>> start Supplied entries

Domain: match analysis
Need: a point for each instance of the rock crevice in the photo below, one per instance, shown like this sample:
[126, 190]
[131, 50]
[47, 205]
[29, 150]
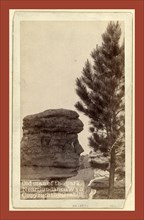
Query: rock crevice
[50, 146]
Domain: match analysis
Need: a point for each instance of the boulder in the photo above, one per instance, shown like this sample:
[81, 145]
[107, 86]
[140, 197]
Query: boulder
[50, 146]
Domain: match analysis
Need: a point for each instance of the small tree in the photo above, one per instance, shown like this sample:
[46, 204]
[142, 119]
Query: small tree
[101, 90]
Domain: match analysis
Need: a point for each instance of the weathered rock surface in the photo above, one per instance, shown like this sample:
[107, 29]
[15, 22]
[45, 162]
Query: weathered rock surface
[50, 146]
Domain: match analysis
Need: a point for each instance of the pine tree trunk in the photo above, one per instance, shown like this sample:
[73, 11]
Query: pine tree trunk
[112, 174]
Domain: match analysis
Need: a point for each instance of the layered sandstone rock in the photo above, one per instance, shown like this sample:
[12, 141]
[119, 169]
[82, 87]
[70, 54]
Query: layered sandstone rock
[50, 146]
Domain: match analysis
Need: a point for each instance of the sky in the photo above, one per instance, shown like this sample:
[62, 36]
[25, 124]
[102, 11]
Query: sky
[52, 55]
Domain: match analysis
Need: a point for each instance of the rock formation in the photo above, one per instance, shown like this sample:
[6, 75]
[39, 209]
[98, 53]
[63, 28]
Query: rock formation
[49, 147]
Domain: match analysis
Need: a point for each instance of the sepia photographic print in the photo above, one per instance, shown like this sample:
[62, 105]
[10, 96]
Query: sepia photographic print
[72, 114]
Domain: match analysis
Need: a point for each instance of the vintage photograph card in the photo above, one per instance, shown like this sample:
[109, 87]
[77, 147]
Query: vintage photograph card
[72, 110]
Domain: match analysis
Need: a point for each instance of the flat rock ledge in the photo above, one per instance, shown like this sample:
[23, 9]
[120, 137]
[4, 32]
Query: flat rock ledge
[49, 146]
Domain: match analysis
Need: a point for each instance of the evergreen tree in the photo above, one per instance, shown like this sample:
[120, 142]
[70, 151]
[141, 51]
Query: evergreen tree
[101, 90]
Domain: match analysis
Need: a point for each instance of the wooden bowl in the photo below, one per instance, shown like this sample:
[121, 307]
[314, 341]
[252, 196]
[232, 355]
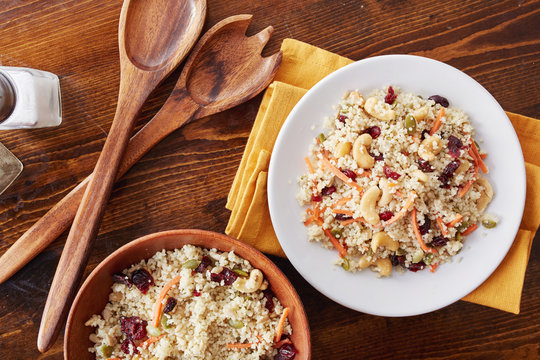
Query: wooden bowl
[93, 294]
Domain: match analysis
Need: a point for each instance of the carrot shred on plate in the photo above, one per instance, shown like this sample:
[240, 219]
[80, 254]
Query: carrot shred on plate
[437, 123]
[470, 229]
[479, 158]
[308, 163]
[341, 202]
[342, 251]
[418, 235]
[442, 226]
[342, 211]
[282, 342]
[239, 346]
[159, 302]
[340, 175]
[456, 220]
[403, 211]
[279, 329]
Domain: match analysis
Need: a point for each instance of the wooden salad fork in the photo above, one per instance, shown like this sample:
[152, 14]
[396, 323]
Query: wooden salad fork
[225, 69]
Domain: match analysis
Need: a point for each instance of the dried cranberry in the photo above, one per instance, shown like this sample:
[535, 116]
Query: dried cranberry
[205, 262]
[349, 173]
[386, 215]
[229, 276]
[373, 131]
[133, 327]
[169, 305]
[342, 217]
[424, 228]
[269, 296]
[439, 241]
[286, 352]
[418, 266]
[454, 146]
[390, 96]
[425, 166]
[441, 100]
[125, 346]
[379, 157]
[142, 280]
[397, 260]
[328, 190]
[122, 279]
[390, 174]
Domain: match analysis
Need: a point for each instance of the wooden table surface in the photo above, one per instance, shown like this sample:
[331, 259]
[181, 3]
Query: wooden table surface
[183, 182]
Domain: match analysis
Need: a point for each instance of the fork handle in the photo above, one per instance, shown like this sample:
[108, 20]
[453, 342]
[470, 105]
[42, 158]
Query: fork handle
[85, 225]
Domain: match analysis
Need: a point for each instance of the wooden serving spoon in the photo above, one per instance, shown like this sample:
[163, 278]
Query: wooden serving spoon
[225, 69]
[154, 37]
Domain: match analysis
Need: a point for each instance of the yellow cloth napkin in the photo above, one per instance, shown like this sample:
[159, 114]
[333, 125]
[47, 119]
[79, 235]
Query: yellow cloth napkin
[302, 67]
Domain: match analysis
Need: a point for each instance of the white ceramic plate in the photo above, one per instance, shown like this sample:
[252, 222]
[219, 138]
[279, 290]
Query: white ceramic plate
[408, 293]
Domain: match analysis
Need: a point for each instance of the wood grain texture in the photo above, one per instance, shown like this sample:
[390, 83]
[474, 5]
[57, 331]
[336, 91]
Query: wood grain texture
[183, 182]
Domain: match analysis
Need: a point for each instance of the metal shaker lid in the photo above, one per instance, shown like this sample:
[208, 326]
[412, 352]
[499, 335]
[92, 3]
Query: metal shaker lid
[7, 97]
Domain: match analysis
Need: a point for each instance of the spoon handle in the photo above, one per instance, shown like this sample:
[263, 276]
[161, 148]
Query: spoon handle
[176, 111]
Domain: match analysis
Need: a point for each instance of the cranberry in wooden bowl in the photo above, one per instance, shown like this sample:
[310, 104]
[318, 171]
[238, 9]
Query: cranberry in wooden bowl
[94, 293]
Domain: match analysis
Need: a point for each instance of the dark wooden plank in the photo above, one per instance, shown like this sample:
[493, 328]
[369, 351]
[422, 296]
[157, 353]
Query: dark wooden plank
[183, 182]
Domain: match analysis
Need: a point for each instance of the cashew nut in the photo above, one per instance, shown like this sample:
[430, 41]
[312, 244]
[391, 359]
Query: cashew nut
[379, 109]
[421, 113]
[364, 262]
[420, 175]
[249, 285]
[383, 239]
[367, 205]
[355, 97]
[386, 196]
[343, 149]
[360, 152]
[384, 266]
[430, 146]
[486, 194]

>> end Supplied entries

▶ [Problem details]:
Identify and copy every line of the records that contains the word "metal".

▶ [Solution to the exercise]:
Need: a point for each instance of the metal shaker lid in the photo above, one per instance, shown like this sample:
Query: metal shaker lid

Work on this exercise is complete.